SET PROBLEM 1
In the text on survey evidence, who was left to decide which geographic areas a sample would cover and how much weight each location would get?
SET PROBLEM 2
Write out the part of the survey evidence text that opens with the words containing "To achieve this" and closes with "the disputed attribute.".

To achieve this benefit, they considered that surveys could be most
useful if
they employed scenarios where consumers were exposed to what one respondent
described as the “whole factual matrix”,
and where an artificial
emphasis was not placed on the disputed attribute.
- However,
despite the benefits that could accrue to surveys, some respondents saw the cost
of commissioning these as near-prohibitive,
particularly when the need for
academic experts was included in the overall budget. The cost of conducting a
survey with an adequate
sample size, that included appropriate and rigorous
quality assurance procedures, and that could withstand detailed critical
scrutiny
was sometimes seen as not worth the risk that the findings could prove
unhelpful. This tension between the cost of a survey and the
unpredictability of
the likely benefits led some respondents to adopt a risk-averse approach and to
avoid surveys unless they felt
that consumer evidence was critical to a
case.
- Although
lawyers recognised the risk that survey evidence may not support the arguments
they wished to advance, they nevertheless
recognised that some of the
“rules” relating to surveys had become more clearly documented over
the last decade. In particular,
they noted the availability of checklists in
some decisions, and among other things, noted the recognised need to identify
the relevant
universe, avoid leading questions, ensure the questions asked were
appropriate, and verify that the interviewers had been correctly
briefed and
trained, and had not been apprised of the purpose of the survey.
- Where
a decision to proceed with a survey was taken, lawyers’ involvement in the
survey design process varied. While some wrote
and designed in-house surveys,
others closely oversaw the work conducted by research companies and expert
advisors, while yet others
devolved the process and relied heavily on the
expertise of those more familiar with survey research. Some lawyers noted that
past
experience suggested they needed to liaise very closely with the research
team to ensure the brief was followed appropriately. However,
others felt it was
necessary to retain some distance to ensure they were not open to allegations of
influencing the research process.
- As
well as commenting on the general advantages and disadvantages that they
associated with survey evidence, respondents were also
asked their opinion of
the different types of error affecting survey evidence and the extent to which
they thought these errors could
reduce the value of a survey.
6.4.2 Coverage Error
- Respondents
recognised that surveys needed to include both respondents who might currently
be purchasing a dispute brand or other
brands within the overall product
category and respondents who might be future users of the category. However,
they felt that the
relevant population depended on the issue in dispute and that
each case needed to be assessed individually. Almost invariably, therefore,
respondents noted that the sample needed to be tailored to the particular
dispute being heard. Apart from ensuring the population
included likely (or
interested) as well as current users of a product category or particular brands
within this, respondents did
not employ any rules when defining the survey
population.
- Like
the other groups interviewed, lawyers did not have a particular rule of thumb
for defining the relevant population. As noted,
they believed this should
include both actual and potential purchasers, although they considered that the
population would depend
on the nature of the dispute and the particular product
or service involved. In particular, they believed this question required
an
assessment of the kinds of consumers active in the
product category
and purchasing the brand, the market structure, and the level of competition
that prevailed.
- Most
commented on the desirability of nationwide samples, so that consumers from
different geographic areas, and different supply
contexts, were included in the
sample. However, the details of which areas were chosen and the relative
weighting given to different
locations was left to the research company and
academic expert, if the latter had been retained.

Records from a dataset

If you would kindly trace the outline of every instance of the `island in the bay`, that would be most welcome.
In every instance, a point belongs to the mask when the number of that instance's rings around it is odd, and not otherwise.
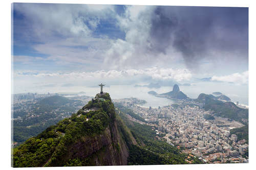
[[[182,99],[147,108],[112,100],[99,86],[92,99],[15,95],[23,99],[14,108],[13,167],[248,162],[248,109],[212,94],[190,99],[178,85],[163,95]]]

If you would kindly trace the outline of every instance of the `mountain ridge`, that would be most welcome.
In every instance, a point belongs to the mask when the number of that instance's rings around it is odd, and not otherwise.
[[[137,142],[115,114],[109,94],[14,149],[14,167],[126,165]]]

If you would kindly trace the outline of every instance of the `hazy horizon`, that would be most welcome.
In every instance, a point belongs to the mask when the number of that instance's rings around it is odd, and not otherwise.
[[[220,91],[248,105],[248,8],[14,3],[12,10],[12,93],[95,95],[86,87],[102,82],[113,99],[143,98],[177,83],[191,98]],[[150,83],[161,87],[134,87]]]

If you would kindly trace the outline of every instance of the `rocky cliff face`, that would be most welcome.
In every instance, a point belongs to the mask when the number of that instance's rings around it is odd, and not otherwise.
[[[173,99],[177,99],[180,100],[185,99],[188,98],[187,95],[183,93],[182,91],[180,91],[180,88],[178,85],[175,84],[173,88],[173,91],[169,91],[168,92],[165,93],[162,93],[159,94],[162,96],[166,96],[167,97],[169,97]]]
[[[109,94],[98,94],[76,114],[14,151],[13,166],[124,165],[129,148],[136,144]]]

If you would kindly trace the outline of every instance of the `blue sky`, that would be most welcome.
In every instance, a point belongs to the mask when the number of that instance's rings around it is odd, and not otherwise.
[[[12,9],[14,86],[204,78],[248,85],[247,8],[14,3]]]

TASK RESPONSE 1
The research company and the academic expert, if one had been retained.

TASK RESPONSE 2
To achieve this benefit, they considered that surveys could be most
useful if
they employed scenarios where consumers were exposed to what one respondent
described as the “whole factual matrix”,
and where an artificial
emphasis was not placed on the disputed attribute.